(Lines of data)
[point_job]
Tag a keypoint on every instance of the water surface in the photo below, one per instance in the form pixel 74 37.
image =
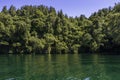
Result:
pixel 60 67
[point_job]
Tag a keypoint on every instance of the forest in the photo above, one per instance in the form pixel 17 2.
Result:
pixel 42 29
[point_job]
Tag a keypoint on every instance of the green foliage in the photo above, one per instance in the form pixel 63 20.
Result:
pixel 41 29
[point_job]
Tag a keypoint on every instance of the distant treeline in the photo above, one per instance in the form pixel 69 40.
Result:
pixel 42 29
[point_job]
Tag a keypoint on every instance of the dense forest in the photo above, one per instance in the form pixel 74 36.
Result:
pixel 42 29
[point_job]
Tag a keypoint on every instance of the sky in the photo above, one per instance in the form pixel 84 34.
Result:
pixel 69 7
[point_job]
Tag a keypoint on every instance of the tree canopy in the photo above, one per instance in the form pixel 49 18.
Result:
pixel 42 29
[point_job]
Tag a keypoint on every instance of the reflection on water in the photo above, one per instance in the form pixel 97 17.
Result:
pixel 59 67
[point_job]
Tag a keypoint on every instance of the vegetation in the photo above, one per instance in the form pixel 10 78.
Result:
pixel 42 29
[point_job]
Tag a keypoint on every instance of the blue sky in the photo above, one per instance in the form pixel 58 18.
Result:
pixel 70 7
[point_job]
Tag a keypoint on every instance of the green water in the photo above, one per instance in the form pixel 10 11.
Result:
pixel 60 67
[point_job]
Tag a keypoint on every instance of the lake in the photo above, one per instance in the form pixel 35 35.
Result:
pixel 60 67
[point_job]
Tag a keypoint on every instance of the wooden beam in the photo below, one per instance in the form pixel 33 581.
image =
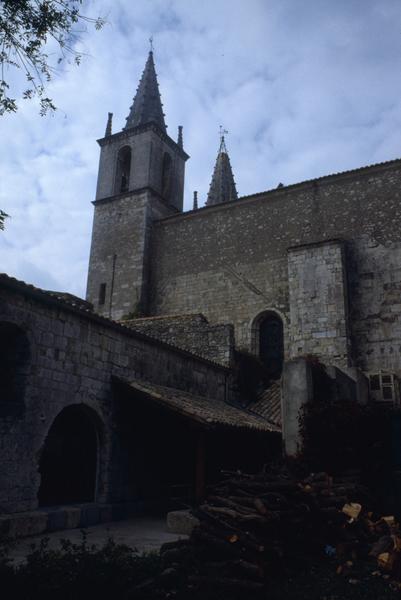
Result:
pixel 200 467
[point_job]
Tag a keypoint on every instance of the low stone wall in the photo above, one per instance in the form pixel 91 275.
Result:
pixel 192 333
pixel 73 357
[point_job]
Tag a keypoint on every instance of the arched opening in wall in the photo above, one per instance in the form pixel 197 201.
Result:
pixel 268 332
pixel 68 463
pixel 167 172
pixel 14 366
pixel 123 170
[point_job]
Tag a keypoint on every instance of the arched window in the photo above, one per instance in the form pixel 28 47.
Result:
pixel 14 364
pixel 268 337
pixel 167 170
pixel 68 463
pixel 123 170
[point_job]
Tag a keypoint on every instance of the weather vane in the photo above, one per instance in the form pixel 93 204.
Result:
pixel 222 132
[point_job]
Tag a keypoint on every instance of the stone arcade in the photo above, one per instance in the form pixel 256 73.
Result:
pixel 130 398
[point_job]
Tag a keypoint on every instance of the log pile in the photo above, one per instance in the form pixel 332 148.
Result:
pixel 254 526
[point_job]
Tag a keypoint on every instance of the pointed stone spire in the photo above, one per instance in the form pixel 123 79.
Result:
pixel 222 187
pixel 109 125
pixel 195 205
pixel 147 106
pixel 179 140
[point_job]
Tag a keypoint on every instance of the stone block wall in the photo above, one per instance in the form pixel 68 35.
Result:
pixel 319 302
pixel 229 262
pixel 192 333
pixel 119 252
pixel 73 358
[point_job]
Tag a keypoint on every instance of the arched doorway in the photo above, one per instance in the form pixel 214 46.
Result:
pixel 68 464
pixel 269 333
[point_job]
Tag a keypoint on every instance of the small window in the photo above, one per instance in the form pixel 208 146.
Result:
pixel 123 170
pixel 102 294
pixel 383 387
pixel 375 383
pixel 387 392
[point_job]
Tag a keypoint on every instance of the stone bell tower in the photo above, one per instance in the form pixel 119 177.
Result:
pixel 141 179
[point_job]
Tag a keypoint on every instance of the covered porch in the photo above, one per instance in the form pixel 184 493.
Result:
pixel 170 444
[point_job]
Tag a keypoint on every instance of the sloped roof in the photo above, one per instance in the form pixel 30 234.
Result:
pixel 147 106
pixel 268 405
pixel 205 411
pixel 83 308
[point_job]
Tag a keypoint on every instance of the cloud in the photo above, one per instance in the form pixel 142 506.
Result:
pixel 305 89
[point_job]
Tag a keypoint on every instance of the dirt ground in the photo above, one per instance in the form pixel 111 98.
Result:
pixel 146 534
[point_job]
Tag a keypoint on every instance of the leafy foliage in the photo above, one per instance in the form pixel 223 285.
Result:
pixel 342 434
pixel 78 571
pixel 25 28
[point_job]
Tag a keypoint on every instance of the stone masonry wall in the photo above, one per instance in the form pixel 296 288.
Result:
pixel 229 262
pixel 318 302
pixel 74 355
pixel 192 333
pixel 119 254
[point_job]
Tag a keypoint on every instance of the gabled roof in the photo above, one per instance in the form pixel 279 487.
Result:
pixel 222 187
pixel 147 106
pixel 205 412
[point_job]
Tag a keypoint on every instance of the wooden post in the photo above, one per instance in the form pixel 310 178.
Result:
pixel 200 467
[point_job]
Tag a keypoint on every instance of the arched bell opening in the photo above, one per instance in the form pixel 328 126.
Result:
pixel 123 170
pixel 69 460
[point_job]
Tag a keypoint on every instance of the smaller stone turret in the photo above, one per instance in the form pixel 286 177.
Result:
pixel 222 187
pixel 109 125
pixel 179 140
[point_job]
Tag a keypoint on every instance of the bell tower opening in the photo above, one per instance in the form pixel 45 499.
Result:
pixel 268 342
pixel 123 170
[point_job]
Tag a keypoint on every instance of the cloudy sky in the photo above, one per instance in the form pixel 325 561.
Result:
pixel 304 87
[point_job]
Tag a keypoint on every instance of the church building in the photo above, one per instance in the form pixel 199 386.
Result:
pixel 135 397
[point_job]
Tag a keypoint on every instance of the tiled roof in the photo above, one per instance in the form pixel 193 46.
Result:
pixel 268 405
pixel 79 306
pixel 205 411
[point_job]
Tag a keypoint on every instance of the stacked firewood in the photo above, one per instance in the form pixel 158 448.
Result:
pixel 251 526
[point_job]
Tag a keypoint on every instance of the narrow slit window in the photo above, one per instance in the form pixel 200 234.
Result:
pixel 102 293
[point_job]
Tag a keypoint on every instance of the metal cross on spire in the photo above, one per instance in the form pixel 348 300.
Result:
pixel 222 132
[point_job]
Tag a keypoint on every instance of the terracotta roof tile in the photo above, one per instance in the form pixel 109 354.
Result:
pixel 205 411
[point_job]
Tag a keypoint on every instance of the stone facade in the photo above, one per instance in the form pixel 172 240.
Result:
pixel 319 302
pixel 231 262
pixel 192 333
pixel 322 256
pixel 73 357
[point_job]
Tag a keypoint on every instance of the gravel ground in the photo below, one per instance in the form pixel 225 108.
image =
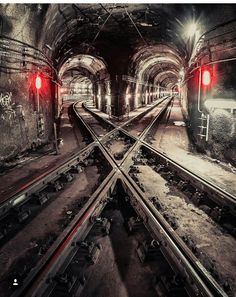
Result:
pixel 173 141
pixel 49 222
pixel 216 248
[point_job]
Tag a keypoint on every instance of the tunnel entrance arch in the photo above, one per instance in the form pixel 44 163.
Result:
pixel 85 75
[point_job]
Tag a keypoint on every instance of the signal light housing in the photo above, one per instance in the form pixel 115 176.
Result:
pixel 206 78
pixel 38 82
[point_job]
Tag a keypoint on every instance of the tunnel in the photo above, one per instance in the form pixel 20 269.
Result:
pixel 118 149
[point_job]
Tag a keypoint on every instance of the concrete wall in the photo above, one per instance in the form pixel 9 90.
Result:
pixel 19 120
pixel 215 103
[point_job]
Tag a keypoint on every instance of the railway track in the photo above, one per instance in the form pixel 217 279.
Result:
pixel 194 279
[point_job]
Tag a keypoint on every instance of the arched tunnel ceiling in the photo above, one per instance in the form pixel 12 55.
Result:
pixel 150 36
pixel 72 28
pixel 92 64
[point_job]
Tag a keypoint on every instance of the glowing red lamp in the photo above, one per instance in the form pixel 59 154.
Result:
pixel 206 78
pixel 38 82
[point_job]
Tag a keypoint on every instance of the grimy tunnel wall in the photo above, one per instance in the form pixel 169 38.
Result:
pixel 22 126
pixel 210 94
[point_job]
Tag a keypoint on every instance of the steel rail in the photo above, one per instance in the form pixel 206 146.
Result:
pixel 197 277
pixel 218 195
pixel 22 195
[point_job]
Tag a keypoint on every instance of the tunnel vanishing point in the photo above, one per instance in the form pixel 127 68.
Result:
pixel 124 56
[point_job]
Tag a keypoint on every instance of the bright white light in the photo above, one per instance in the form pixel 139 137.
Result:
pixel 181 73
pixel 191 29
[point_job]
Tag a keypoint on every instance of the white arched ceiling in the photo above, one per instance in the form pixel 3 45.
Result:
pixel 92 64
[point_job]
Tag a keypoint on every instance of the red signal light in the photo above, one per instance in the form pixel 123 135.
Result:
pixel 38 82
pixel 206 78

**STATED TASK:** Locate and copy every line in the entries above that contains the word "tower". Case counts.

**RESPONSE:**
Tag a keypoint on every instance of the stone bell tower in the photo above, one per instance in the form pixel 119 177.
Tag a keypoint on every instance of the bell tower opening in the photo above, one per instance in the form pixel 45 499.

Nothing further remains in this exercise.